Da un meridionalista come Salvemini verrà soprannominato per questo motivo il ministro della malavita.
Peraltro, con la statizzazione delle ferrovie, Giolitti pose sotto controllo governativo la rete ferroviaria che ebbe, negli anni del suo governo, una notevole espansione soprattutto al sud, come si vede nella figura 2.
Diversa risposta darà di lì a pochi anni alla cronica fame di terra dei contadini meridionali, decidendo a malincuore l’offensiva italiana in Libia, spinto soprattutto dalle pressioni di nazionalisti, ambienti cattolici e banche d’affari.

LA POLITICA ESTERA E LA SPEDIZIONE IN LIBIA

Durante l’età giolittiana l’Italia rinnovò più volte il patto d’alleanza stipulato nel 1882 con Austria e Germania (la Triplice Alleanza). Giolitti in particolare era legato alla Germania, le cui banche garantivano gli investimenti industriali italiani, ma durante il suo governo realizzò anche un graduale riavvicinamento alla Francia, con cui i rapporti erano tesi fin dai tempi della guerra doganale e dell’occupazione francese della Tunisia. Il frutto del riavvicinamento fu l’appoggio francese al piano di occupazione italiana della Libia.
Questa apparteneva al fatiscente impero ottomano, ma era rivendicata dalla propaganda nazionalista italiana in quanto antica terra di dominazione romana. Come tale era considerata la quarta sponda mediterranea del nostro paese, mentre i libici erano visti, secondo i diffusi pregiudizi razzisti dell’epoca, come una popolazione arretrata in attesa di un liberatore e colonizzatore.
La guerra fu cruenta e gli italiani vi fecero largo uso di armi vietate e dei primi aeroplani da combattimento, macchiandosi di stragi ed eccidi. Solo una parte del partito socialista si oppose alla missione e tra questi il solito Salvemini, che denunciava dalle colonne del suo settimanale L’Unità l’inganno della propaganda.
Altri socialisti (Bissolati e Bonomi) approvarono la spedizione, favorendo così l’ala massimalista del partito che riconquistò la maggioranza al congresso di Reggio Emilia del 1912. In questa occasione venne approvata la mozione Mussolini che ne chiedeva l’espulsione e al futuro duce fascista venne affidata la direzione del giornale di partito, L’Avanti.
Scarsi furono i risultati della missione, che contribuì invece ad incendiare ulteriormente la polveriera dei nazionalismi. Dopo il tracollo libico infatti l’impero ottomano indebolito subirà l’aggressione di altre nazioni che tenteranno di ottenere l’indipendenza combattendo le guerre balcaniche del 1912-1913, vero preludio allo scoppio del primo conflitto mondiale.

## Dati forniti
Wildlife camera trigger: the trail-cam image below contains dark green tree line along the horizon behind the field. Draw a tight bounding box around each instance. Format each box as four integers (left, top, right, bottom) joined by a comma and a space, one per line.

## Descrizione del problema
Quali persone sono nominate nel testo estratto sull'età giolittiana? Elencane tutti i cognomi.

## Soluzione del problema
Salvemini, Giolitti, Bissolati, Bonomi, Mussolini.